• **Problem requirements**:
Print all of the data exactly as written.

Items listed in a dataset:
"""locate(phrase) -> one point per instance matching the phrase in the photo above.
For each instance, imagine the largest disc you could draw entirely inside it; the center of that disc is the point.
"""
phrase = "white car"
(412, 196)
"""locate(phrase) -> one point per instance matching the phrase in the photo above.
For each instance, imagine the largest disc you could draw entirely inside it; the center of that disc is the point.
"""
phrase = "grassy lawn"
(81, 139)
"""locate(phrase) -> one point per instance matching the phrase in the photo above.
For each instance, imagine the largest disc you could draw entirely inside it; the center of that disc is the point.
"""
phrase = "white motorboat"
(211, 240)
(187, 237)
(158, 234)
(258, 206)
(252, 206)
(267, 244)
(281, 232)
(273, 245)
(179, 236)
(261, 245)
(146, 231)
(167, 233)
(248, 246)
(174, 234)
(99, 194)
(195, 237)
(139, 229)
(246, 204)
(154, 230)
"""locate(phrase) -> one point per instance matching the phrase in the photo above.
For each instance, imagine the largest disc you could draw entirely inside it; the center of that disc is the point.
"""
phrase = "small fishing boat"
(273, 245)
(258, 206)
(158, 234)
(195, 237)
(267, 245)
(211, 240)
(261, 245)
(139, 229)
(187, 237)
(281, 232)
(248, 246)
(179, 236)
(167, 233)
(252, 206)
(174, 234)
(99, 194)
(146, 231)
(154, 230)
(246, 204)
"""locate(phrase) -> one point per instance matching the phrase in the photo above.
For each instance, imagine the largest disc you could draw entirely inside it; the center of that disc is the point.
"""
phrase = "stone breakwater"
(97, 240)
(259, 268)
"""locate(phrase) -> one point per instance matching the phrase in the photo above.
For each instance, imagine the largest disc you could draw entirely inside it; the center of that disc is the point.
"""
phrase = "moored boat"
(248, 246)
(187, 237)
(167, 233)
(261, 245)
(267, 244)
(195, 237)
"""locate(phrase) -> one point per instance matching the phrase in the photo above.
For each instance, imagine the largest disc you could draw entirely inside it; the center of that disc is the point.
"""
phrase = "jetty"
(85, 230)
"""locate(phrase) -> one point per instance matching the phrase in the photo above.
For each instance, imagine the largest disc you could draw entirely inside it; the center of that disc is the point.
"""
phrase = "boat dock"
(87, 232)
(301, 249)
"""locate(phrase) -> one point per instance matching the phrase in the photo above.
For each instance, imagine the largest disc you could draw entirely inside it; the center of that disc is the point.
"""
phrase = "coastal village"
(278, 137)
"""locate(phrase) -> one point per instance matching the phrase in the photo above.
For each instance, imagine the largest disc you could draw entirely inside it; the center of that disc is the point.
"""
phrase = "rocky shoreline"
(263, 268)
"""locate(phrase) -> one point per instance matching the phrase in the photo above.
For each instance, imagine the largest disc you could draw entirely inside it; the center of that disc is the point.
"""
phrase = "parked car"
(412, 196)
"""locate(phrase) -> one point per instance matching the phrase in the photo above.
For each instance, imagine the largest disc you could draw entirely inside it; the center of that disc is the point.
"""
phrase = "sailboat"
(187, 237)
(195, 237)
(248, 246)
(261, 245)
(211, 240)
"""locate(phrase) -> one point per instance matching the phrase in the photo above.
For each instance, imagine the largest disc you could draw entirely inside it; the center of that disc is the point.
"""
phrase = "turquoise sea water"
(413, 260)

• **Finished exercise**:
"""locate(phrase) -> one point per instance matching the phrase in the photo above.
For each instance, imagine the largest disc you could draw entirely inside it; the center of that disc is the point.
"""
phrase = "white car"
(412, 196)
"""locate(phrase) -> one point per instance matching the phrase in the photo above.
For each instance, imagine the largest disc you could draw entirely inside it; the center of that disc is the point.
"""
phrase = "grassy lawn"
(81, 139)
"""locate(phrase) -> one point per instance matching the phrase in the photo above.
For each instance, imagine the largest disc you could draw entirely inside it; the center of that disc is the point.
"""
phrase = "white motorboat"
(211, 240)
(187, 237)
(158, 234)
(258, 206)
(252, 206)
(267, 244)
(281, 232)
(273, 245)
(179, 236)
(261, 245)
(146, 231)
(167, 233)
(248, 246)
(174, 234)
(99, 194)
(195, 237)
(139, 229)
(246, 204)
(154, 230)
"""locate(phrase) -> one point per instance matching the phrase in the photo above.
For each instance, imagine the largest disc you could draw entirely inside it; the center of that disc is the point.
"""
phrase = "small fishing boat"
(273, 245)
(258, 206)
(158, 234)
(195, 237)
(267, 245)
(211, 240)
(261, 245)
(139, 229)
(187, 237)
(281, 232)
(248, 246)
(179, 236)
(167, 233)
(252, 206)
(174, 234)
(99, 194)
(146, 231)
(154, 230)
(246, 204)
"""locate(phrase) -> one point per instance matching the phrase in the photo above.
For each instance, imagine the largest disc you could draw entirely inside it; the center of that disc is the point.
"""
phrase = "stone breakwater"
(97, 240)
(259, 268)
"""locate(phrase) -> one point per instance matching the phrase in the photo above.
For each instance, imagine the largest disc you could draw entirely inside it; the center of that disc is the point.
"""
phrase = "moored boat"
(248, 246)
(187, 237)
(167, 233)
(261, 245)
(267, 244)
(195, 237)
"""locate(phrase) -> one point per instance matching the phrase in the photo above.
For each instance, imagine the largest disc you could draw entirely inside it; the center of that disc is the point.
"""
phrase = "jetty"
(85, 230)
"""locate(phrase) -> one point per instance matching the phrase in the photo above.
For each instance, imagine the largest disc you could draw entirely inside it; the center of that disc is the point.
"""
phrase = "boat dock"
(87, 232)
(301, 249)
"""locate(phrase) -> one point per instance matching the phrase in the photo above.
For each instance, imagine the largest disc you could draw entirely inside it; the center of that disc is the point.
"""
phrase = "coastal village"
(278, 137)
"""locate(phrase) -> one point per instance matching the phrase in the photo above.
For each instance, imagine the largest disc you could draw entirely inside it; the center of that disc is the point.
"""
phrase = "rocky shoreline"
(263, 268)
"""locate(phrase) -> one point per instance matching the phrase in the photo above.
For each instance, imagine the largest disc you could draw entirely inside it; the center of that disc is the point.
"""
phrase = "parked car"
(412, 196)
"""locate(phrase) -> one point per instance matching the phrase in the photo above.
For each instance, imagine the largest disc you could draw entirely inside it; the center of that disc is the point.
"""
phrase = "sailboat"
(187, 237)
(195, 237)
(248, 246)
(261, 245)
(211, 240)
"""locate(phrase) -> one point per instance matching the phrase in the photo above.
For each instance, imagine the largest disc you could draw entirely inside it; the center of that disc is the point.
"""
phrase = "turquoise sea water"
(413, 260)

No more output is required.